Copy out the final stretch of the listing: the line that contains "Could you point at the gray" and all lines after it, exactly as they appear.

Provided entries section start

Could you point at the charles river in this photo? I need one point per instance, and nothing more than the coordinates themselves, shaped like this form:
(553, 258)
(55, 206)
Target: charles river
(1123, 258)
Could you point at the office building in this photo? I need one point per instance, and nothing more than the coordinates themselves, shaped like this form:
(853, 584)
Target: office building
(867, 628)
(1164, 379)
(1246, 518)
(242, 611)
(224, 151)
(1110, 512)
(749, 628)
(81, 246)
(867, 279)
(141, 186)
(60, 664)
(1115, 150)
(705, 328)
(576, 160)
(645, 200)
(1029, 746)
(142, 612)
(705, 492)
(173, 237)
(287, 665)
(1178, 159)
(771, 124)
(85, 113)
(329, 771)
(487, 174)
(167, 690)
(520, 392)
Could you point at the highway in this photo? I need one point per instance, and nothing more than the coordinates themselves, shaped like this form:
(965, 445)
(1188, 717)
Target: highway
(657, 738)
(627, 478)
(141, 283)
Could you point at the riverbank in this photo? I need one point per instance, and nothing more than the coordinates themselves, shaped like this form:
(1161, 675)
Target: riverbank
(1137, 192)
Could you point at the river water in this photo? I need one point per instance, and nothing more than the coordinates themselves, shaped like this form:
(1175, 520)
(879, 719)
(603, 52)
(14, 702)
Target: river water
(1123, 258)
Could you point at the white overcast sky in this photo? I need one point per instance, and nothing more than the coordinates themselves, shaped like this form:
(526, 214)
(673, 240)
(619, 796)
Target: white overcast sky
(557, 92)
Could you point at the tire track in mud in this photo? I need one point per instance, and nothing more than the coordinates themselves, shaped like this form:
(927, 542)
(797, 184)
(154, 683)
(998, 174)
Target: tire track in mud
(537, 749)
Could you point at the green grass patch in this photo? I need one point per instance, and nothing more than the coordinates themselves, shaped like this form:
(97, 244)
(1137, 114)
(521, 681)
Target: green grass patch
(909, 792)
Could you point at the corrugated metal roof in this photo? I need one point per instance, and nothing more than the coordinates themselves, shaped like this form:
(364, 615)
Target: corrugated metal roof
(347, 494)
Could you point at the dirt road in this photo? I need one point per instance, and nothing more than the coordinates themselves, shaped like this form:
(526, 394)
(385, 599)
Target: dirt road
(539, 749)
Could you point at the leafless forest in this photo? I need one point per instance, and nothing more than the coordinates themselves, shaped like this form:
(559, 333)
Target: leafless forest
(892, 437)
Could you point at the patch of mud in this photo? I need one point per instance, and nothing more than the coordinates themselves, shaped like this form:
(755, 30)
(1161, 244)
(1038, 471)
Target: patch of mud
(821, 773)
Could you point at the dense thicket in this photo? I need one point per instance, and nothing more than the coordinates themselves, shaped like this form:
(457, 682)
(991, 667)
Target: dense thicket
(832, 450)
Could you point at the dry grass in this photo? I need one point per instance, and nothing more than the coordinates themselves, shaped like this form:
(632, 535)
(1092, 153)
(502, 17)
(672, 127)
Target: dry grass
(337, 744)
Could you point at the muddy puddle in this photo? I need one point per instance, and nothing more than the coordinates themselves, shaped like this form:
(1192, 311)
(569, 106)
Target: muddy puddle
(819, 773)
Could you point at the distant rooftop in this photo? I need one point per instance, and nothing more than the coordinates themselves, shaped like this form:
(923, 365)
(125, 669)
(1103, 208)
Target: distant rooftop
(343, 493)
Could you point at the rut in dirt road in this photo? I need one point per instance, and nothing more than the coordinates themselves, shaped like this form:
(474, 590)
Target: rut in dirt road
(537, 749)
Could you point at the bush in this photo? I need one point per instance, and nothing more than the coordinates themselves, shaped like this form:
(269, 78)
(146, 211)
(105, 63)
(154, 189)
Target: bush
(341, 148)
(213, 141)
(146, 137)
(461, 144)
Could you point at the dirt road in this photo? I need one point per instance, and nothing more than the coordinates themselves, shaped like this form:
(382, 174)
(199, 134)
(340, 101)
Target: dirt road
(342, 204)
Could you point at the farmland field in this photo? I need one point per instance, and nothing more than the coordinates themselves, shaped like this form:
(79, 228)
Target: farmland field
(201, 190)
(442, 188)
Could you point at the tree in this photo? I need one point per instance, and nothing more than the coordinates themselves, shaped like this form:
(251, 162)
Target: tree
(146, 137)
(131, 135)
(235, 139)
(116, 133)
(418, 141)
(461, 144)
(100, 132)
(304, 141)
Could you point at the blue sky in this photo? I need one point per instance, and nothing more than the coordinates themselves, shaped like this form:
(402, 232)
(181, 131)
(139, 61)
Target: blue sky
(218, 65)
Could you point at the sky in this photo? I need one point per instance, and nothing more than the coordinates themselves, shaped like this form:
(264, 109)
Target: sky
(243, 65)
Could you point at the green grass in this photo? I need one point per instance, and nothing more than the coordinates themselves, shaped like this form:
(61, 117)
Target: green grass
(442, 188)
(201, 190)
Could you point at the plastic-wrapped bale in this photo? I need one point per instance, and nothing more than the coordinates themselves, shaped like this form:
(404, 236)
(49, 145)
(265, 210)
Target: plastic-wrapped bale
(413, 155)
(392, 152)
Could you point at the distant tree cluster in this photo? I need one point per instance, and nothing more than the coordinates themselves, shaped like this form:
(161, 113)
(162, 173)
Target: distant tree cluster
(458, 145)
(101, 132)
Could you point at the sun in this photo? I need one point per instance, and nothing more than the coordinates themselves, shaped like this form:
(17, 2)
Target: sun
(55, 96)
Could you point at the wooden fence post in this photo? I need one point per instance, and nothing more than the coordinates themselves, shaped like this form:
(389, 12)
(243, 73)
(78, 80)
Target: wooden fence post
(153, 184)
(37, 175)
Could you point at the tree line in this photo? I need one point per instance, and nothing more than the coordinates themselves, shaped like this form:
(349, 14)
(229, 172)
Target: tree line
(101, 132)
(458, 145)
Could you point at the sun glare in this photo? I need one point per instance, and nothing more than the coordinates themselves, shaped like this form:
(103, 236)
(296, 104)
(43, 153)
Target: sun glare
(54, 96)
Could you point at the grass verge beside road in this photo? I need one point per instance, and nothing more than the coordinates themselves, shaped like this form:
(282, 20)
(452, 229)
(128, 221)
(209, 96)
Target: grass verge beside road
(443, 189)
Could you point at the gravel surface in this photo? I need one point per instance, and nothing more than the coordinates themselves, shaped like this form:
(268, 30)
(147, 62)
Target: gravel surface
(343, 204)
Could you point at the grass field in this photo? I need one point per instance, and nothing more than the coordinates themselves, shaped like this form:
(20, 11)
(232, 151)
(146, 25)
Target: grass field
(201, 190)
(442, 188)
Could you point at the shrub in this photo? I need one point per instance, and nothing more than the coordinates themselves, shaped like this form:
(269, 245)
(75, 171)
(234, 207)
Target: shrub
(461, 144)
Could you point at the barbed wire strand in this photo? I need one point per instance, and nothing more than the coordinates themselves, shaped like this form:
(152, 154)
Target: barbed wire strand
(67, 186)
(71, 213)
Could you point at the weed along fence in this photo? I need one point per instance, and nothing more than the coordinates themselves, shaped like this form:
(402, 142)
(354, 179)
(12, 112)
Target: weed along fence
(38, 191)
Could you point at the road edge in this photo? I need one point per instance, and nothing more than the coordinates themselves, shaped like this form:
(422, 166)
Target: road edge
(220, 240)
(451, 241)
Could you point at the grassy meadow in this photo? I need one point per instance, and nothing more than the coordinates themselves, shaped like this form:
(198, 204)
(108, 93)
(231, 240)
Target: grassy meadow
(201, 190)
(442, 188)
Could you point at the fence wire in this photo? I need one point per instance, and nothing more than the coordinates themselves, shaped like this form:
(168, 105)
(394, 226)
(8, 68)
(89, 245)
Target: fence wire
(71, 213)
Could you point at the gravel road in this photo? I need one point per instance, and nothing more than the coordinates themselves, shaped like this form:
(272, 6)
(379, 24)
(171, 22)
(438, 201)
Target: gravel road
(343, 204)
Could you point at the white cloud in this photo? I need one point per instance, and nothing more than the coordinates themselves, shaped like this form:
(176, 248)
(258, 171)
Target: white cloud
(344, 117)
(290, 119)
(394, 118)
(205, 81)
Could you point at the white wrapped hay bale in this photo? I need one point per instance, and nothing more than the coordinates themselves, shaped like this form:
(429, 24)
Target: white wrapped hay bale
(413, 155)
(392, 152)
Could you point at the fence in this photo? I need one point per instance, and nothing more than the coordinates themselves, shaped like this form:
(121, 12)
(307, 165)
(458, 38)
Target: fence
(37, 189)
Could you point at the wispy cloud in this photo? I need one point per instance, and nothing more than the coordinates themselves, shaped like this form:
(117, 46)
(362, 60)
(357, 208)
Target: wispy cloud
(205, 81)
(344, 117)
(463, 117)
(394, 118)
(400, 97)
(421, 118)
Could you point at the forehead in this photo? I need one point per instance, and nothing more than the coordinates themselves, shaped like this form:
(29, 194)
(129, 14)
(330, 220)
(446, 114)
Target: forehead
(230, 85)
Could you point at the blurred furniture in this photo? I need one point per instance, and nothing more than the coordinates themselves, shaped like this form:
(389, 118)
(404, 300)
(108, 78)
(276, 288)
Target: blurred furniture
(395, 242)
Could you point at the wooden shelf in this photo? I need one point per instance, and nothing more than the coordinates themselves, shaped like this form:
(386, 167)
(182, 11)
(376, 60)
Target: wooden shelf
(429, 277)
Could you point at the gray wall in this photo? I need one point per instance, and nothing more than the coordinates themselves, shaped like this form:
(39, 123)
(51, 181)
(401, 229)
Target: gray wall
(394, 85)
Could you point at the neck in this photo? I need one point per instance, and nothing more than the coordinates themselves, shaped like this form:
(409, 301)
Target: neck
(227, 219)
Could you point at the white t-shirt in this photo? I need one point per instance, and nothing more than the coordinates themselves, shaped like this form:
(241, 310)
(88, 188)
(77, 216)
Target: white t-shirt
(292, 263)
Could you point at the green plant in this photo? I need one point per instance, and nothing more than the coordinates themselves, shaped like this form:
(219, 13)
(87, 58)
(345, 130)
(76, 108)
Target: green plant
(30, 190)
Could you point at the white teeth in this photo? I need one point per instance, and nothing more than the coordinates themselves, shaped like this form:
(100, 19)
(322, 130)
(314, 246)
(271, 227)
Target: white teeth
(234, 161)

Provided entries section end

### Exercise answer
Could you point at the gray wall in this photo? I need one point per instance, and nothing more than the coordinates themselves, shaped like this form:
(39, 123)
(51, 181)
(401, 229)
Target: gray wall
(394, 85)
Could you point at the neck in this photo? I need one point per instance, and nothing more than the coordinates themselves, shaped like this form:
(409, 301)
Target: neck
(227, 219)
Could you point at the white t-shirt in this photo? I need one point per instance, and nothing more than the coordinates themselves, shaped like this form:
(241, 310)
(88, 188)
(77, 216)
Target: white t-shirt
(292, 263)
Could you point at the green plant in this photo? I need one point per instance, and nothing more than the coordinates themselves, shaped like this form:
(219, 13)
(87, 58)
(345, 130)
(76, 108)
Target: green plant
(30, 190)
Could you point at the white teeth in this photo? I need one point per instance, and nothing more than the coordinates themselves, shaped like this form:
(100, 19)
(322, 130)
(314, 246)
(271, 227)
Target: white teeth
(234, 161)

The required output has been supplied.